## Begin THE RECORDS
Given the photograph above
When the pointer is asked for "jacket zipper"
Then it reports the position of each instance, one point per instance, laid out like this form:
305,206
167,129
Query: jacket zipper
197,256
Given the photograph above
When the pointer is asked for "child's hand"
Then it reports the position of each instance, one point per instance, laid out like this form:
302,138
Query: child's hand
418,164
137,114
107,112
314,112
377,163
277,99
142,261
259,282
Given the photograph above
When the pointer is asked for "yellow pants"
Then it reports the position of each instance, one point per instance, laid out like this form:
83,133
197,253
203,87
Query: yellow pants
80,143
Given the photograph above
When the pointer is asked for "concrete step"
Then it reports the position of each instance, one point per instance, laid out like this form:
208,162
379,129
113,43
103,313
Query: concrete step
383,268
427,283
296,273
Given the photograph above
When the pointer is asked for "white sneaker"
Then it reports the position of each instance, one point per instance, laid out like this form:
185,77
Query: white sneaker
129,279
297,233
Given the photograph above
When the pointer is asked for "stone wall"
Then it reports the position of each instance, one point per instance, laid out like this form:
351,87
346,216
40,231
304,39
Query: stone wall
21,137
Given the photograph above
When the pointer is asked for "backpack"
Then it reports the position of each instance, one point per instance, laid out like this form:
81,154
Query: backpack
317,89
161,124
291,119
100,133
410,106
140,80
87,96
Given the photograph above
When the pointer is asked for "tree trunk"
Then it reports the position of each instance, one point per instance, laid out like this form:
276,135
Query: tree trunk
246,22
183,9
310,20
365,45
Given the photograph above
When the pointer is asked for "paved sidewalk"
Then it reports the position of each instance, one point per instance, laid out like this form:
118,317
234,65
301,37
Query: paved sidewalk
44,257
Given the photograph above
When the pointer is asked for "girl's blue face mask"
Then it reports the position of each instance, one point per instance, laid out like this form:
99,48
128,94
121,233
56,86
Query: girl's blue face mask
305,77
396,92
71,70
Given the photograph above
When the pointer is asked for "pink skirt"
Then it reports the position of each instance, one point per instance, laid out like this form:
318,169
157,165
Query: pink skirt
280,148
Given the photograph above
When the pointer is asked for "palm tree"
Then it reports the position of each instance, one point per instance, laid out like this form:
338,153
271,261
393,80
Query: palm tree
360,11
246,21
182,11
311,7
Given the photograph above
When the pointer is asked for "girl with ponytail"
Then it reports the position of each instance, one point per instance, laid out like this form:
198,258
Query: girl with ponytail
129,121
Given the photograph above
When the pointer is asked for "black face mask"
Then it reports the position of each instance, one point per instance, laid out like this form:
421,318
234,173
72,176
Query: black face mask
## End THE RECORDS
- _THE EXERCISE_: Pull out each line in the items above that contains the word "concrete".

- _OUTPUT OF THE TASK_:
When the pointer is asked for "concrete step"
Query: concrete step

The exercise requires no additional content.